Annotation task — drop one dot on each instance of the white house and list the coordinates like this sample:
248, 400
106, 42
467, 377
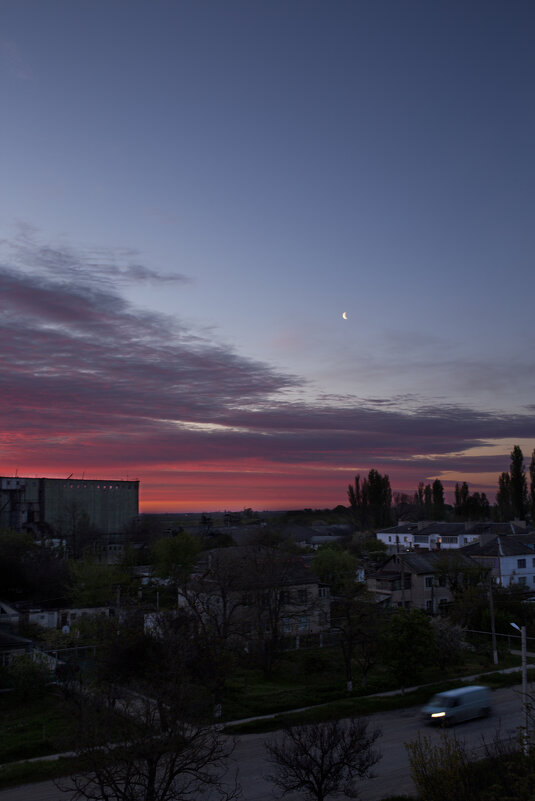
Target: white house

● ● ● ●

- _What the exercise asks_
Search the records above for "house" and copy every line that has it.

- _Worked solution_
Annotation task — drop one dot on each instance of the white house and list the coordinates like this sample:
Target: white house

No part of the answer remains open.